____ EXCERPTED PASSAGE

In France, throughout North Africa and elsewhere, our public position on North Africa should be as follows:

(a)
We support continuation French presence in North Africa as in interest of the peoples of the area itself, as well as that of French, ourselves and free world generally.
(b)
Twentieth century Nationalism has outdated old concepts of paternalism, etc.
(c)
We give full marks to France for her remarkable material achievements in area; however, economic and social progress is no longer enough to satisfy Nationalism. In current world climate, no people will long accept second-class or inferior citizenship.
(d)
Repressive policies are doomed to fail, while, on the other hand, negotiation and agreement may succeed, as has thus far been shown in Tunisia.
(e)
Problem has become primarily political one and so political approach needed.

We realize line outlined above not susceptible convincing colons and extreme right-wing elements France but consider it reasonable and sound.

(6)
British should be informed fully of our North African policy. It might be helpful in case of Morocco if the British could indicate support for similar ideas at an appropriate time. This might not be as helpful in cases of Algeria and Tunisia.
(7)
We recommend Department give consideration to formation of task force to deal with North African problem on centralized and responsible basis. Purpose of this group would be to consider most effective way inducing France adopt and implement policies calculated protect her interests, and that of West generally, in North Africa. If such group deemed useful, it could also be charged with recommending course of action calculated best preserve US national interests in area in event French fail restore reasonably secure position.6
[Page 105]

Complete minutes follow by pouch.

Dillon
  1. Source: Department of State, Central Files, 7515.00/8–455. Secret. Repeated to Tangier, London, Cairo, Madrid, Casablanca, Rabat, Tunis, and Algiers.
  2. The following persons attended the meeting on North African political problems which convened in Paris August 1–3:

    John D. Jernegan, Julius C. Holmes, Lewis Clark, William J. Porter, Philip A. Mangano, Robert P. Joyce, Benson E. Timmons, and, from the Embassy in Paris, Leslie S. Brady, Charles R. Moore, Robert H. McBride, and Matthew J. Looram, Jr.

________

Answer these from the excerpt on North African policy:
(a) Which country is cited as having shown so far that negotiation and agreement may succeed?
(b) In which country's case might British support for similar ideas be helpful?
(c) In what city did the meeting on North African political problems convene?

____ RECORD SET

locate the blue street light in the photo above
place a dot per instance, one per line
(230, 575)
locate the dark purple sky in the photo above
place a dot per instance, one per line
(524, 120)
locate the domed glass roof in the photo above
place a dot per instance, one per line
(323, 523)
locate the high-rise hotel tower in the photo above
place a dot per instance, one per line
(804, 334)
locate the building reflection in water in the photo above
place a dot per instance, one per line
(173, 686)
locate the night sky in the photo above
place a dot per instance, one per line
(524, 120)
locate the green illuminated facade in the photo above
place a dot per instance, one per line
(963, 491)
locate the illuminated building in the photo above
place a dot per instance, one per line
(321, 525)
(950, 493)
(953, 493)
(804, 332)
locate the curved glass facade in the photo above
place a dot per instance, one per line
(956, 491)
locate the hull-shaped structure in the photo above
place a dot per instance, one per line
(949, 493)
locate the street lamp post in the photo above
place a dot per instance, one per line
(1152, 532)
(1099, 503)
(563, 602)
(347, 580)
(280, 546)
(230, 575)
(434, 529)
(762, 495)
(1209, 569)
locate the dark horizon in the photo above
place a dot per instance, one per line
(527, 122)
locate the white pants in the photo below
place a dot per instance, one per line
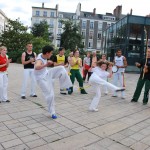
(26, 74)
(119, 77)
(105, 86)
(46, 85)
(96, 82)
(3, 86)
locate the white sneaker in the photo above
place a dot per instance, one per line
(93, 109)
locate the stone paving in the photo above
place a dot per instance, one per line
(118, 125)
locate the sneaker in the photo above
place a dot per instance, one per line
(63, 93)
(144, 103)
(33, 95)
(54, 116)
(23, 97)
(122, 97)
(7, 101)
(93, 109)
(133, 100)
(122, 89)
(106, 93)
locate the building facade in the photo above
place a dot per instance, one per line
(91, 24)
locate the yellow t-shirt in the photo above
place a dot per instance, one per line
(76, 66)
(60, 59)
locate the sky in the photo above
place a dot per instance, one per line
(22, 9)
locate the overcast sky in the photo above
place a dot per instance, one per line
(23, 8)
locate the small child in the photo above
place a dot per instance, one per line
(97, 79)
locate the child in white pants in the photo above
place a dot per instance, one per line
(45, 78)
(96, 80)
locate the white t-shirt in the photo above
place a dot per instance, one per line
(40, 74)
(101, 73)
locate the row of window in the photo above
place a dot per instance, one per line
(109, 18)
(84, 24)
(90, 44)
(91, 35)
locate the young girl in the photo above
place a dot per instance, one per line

________
____ RECORD SET

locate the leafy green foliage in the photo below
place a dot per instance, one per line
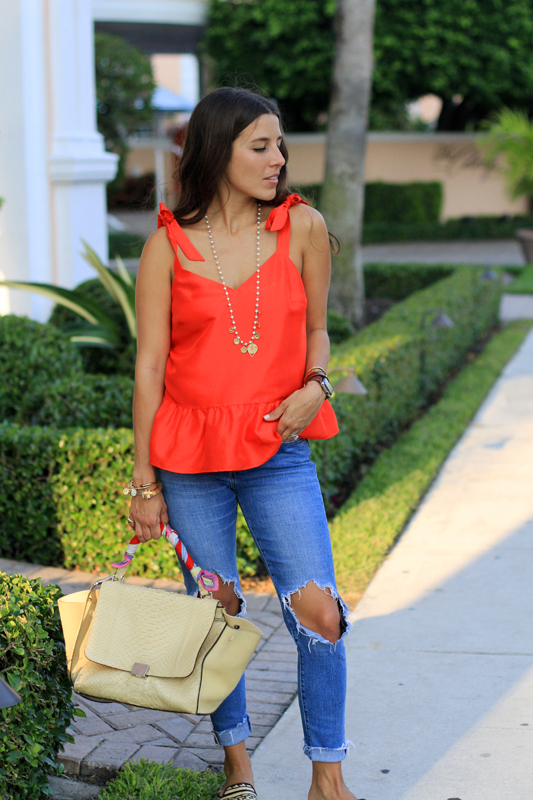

________

RESULT FOR THIS EXERCISE:
(a) Tunisia
(b) Morocco
(c) Paris